## Your instructions
Please report how many lines in the records below contain "snow". Reply with the number alone.

── Source material ──

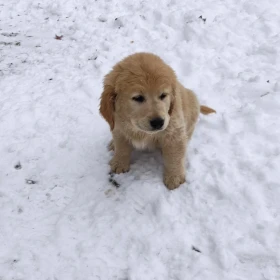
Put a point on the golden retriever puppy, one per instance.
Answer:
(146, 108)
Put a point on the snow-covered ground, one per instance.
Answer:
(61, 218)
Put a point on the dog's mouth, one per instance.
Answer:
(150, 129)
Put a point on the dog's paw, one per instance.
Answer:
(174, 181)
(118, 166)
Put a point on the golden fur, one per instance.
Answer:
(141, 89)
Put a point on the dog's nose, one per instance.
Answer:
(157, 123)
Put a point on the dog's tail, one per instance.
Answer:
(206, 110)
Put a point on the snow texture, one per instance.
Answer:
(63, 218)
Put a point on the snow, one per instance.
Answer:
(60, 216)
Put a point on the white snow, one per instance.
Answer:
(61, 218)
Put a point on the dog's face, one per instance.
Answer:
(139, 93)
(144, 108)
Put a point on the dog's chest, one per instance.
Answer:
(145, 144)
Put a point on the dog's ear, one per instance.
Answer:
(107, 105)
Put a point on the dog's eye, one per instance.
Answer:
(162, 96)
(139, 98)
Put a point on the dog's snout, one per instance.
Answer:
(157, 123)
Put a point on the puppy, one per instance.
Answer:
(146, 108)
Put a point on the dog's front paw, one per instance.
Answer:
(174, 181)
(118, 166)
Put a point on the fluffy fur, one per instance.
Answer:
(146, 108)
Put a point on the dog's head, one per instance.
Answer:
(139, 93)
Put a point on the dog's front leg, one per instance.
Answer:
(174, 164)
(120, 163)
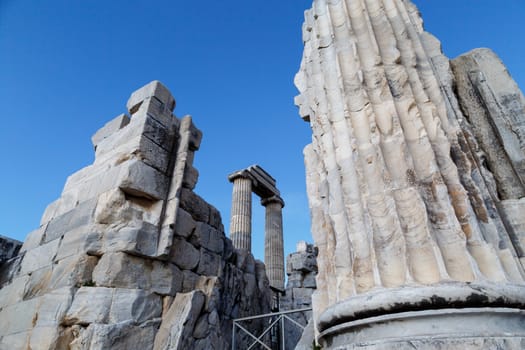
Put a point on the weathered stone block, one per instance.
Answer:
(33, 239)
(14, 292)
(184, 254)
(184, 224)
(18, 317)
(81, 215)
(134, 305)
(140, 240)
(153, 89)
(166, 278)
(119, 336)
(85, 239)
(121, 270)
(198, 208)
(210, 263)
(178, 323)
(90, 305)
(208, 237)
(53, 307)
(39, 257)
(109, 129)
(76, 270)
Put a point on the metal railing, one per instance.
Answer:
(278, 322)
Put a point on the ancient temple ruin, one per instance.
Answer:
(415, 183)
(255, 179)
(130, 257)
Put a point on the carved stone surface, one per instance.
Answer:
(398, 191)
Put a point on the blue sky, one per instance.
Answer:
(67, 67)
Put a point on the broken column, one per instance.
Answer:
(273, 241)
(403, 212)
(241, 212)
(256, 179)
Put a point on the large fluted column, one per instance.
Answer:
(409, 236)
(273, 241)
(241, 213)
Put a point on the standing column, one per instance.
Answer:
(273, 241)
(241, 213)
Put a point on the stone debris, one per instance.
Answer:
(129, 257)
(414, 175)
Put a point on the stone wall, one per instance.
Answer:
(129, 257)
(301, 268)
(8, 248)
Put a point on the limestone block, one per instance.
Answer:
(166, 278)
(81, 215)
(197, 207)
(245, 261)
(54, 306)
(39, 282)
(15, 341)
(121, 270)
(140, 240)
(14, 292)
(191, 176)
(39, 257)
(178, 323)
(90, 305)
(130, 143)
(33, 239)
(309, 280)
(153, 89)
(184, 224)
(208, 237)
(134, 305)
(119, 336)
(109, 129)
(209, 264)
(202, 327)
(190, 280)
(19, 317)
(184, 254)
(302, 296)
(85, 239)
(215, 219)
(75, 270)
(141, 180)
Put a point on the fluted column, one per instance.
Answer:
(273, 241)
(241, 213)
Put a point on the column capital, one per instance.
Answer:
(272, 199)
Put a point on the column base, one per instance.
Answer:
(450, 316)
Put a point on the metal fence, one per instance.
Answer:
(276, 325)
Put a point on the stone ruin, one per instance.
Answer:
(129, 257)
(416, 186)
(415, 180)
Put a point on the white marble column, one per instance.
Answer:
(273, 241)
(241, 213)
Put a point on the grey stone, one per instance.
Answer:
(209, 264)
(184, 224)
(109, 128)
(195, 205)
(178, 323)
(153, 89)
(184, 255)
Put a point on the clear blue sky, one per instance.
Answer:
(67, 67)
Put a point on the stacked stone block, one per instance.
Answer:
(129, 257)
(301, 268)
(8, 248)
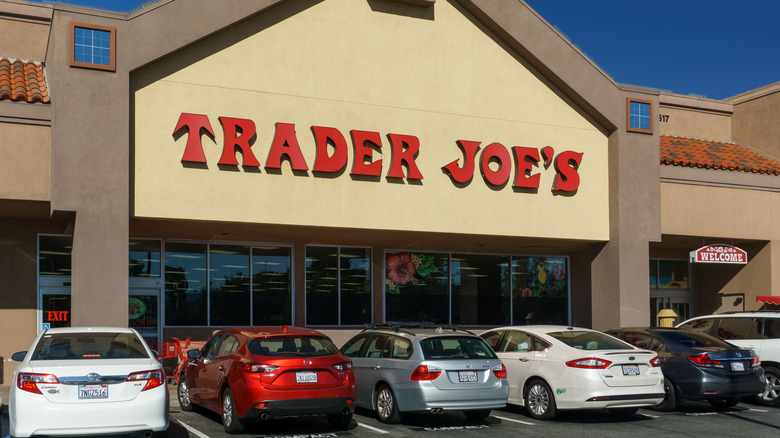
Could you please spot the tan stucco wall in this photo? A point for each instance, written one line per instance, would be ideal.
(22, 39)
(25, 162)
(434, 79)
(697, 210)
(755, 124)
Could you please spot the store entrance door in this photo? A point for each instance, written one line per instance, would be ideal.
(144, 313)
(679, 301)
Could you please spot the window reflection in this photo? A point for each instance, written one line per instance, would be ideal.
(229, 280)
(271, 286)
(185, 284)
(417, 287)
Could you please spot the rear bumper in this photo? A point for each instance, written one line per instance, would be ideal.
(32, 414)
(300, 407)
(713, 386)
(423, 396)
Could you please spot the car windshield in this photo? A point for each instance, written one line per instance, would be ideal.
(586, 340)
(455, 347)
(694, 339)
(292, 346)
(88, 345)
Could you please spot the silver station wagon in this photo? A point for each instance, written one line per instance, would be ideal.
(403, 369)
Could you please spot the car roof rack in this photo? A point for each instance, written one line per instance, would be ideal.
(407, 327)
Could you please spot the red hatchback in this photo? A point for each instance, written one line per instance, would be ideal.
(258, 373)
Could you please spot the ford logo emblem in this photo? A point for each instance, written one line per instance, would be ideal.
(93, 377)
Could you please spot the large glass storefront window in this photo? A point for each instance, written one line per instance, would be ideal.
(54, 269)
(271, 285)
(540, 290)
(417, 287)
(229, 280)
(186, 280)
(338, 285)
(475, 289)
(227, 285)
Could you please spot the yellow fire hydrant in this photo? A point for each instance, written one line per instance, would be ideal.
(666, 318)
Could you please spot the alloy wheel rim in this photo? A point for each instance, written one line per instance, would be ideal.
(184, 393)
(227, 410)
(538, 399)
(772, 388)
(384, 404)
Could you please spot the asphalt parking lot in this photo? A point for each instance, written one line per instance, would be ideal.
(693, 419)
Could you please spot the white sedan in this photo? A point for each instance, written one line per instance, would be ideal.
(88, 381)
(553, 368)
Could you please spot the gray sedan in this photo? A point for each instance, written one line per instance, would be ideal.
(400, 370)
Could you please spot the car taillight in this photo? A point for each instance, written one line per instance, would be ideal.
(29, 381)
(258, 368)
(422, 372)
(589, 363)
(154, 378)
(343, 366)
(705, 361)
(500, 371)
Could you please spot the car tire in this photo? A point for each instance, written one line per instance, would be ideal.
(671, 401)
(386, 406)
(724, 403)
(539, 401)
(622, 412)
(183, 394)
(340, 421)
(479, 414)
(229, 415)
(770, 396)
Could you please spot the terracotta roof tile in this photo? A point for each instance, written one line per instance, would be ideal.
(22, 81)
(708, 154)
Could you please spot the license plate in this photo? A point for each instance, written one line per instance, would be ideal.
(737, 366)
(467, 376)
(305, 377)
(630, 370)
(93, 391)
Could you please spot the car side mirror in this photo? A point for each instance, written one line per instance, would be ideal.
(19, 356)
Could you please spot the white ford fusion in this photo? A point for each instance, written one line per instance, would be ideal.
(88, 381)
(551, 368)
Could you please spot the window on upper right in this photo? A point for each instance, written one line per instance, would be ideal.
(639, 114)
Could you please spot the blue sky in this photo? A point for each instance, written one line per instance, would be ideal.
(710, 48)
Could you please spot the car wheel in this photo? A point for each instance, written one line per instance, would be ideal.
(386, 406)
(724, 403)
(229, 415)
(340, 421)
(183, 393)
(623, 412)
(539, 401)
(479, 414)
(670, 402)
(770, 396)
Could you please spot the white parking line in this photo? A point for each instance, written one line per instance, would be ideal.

───
── Source material ──

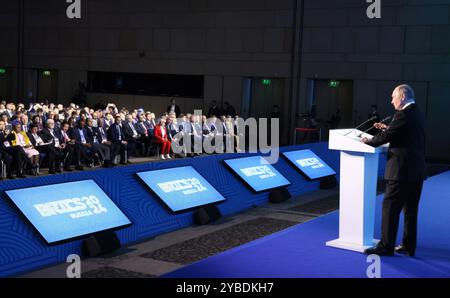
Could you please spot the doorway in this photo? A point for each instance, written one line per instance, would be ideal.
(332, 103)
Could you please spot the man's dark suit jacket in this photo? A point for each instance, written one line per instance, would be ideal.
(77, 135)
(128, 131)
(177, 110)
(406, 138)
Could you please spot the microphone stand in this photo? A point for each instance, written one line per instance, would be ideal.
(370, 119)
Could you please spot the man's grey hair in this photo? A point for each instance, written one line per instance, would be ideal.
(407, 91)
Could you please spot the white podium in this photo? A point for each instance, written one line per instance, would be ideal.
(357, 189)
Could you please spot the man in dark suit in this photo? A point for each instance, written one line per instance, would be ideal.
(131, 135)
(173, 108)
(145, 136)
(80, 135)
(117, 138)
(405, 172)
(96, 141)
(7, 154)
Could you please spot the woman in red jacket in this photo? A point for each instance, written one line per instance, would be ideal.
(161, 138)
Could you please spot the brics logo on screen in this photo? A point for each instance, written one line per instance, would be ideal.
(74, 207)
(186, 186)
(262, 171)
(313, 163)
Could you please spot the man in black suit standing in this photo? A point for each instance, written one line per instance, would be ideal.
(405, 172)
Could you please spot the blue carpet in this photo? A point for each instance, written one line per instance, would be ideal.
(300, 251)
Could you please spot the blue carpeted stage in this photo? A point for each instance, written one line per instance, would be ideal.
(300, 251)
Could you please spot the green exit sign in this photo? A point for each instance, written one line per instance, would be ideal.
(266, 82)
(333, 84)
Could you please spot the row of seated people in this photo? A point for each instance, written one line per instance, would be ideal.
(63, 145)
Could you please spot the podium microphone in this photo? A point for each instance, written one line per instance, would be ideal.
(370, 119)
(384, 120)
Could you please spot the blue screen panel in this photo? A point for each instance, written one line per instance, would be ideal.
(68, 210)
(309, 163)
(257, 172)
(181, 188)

───

## Expected answer
4